• Aim:
Report every line in the records that contains the word "matching".

• Extracted records:
# # # # # # #

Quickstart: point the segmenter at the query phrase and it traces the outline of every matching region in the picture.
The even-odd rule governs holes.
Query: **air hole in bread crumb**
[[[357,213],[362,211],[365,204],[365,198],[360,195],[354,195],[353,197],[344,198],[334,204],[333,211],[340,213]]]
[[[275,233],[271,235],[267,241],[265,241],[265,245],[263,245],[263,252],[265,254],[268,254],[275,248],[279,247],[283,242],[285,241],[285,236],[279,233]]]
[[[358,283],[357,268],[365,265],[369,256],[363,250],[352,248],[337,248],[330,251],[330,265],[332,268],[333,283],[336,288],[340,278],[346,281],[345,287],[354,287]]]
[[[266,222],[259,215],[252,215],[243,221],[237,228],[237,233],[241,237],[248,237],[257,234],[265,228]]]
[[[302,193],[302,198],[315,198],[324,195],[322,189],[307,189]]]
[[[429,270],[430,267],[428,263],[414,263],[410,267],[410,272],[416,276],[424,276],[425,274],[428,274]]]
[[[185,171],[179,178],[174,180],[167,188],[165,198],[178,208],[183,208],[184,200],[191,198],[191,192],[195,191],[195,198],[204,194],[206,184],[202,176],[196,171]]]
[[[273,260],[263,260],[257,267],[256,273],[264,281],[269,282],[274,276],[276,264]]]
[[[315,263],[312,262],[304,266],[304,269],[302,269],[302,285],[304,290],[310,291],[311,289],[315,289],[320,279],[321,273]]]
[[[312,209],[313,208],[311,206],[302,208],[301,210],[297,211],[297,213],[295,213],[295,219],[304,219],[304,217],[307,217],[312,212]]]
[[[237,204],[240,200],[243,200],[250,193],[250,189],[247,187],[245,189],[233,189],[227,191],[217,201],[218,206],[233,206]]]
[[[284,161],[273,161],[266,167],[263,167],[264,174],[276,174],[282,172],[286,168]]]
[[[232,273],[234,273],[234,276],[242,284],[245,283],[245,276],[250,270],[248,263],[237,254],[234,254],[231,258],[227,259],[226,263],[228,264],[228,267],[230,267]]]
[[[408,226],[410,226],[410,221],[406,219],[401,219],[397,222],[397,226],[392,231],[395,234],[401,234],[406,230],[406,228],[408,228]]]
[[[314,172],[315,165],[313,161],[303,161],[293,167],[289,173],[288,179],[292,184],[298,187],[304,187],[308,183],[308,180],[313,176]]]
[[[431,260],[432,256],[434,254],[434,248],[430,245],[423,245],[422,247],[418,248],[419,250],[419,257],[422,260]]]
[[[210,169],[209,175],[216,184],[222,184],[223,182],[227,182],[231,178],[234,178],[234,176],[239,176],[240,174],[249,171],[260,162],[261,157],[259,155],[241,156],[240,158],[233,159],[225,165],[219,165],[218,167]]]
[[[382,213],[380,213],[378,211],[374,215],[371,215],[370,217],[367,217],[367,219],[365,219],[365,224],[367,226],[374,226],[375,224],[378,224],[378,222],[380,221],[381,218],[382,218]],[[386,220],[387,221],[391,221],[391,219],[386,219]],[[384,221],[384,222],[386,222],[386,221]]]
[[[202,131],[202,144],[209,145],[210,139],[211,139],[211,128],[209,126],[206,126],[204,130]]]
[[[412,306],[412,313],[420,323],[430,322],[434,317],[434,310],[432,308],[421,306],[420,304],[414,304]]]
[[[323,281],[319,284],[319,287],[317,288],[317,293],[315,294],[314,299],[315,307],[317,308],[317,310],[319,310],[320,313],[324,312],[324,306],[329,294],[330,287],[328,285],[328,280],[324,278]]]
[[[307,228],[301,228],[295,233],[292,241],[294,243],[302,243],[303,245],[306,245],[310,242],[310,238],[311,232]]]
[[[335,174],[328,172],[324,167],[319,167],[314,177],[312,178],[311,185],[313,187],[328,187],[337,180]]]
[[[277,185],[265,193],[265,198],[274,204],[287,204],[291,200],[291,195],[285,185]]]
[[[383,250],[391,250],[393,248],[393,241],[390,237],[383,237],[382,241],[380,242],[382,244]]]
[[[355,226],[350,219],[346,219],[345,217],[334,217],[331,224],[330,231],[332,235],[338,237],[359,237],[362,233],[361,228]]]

# # # # # # #

• Reply to the task:
Quickstart: point the segmenter at the query phrase and it traces the outline of every matching region in the picture.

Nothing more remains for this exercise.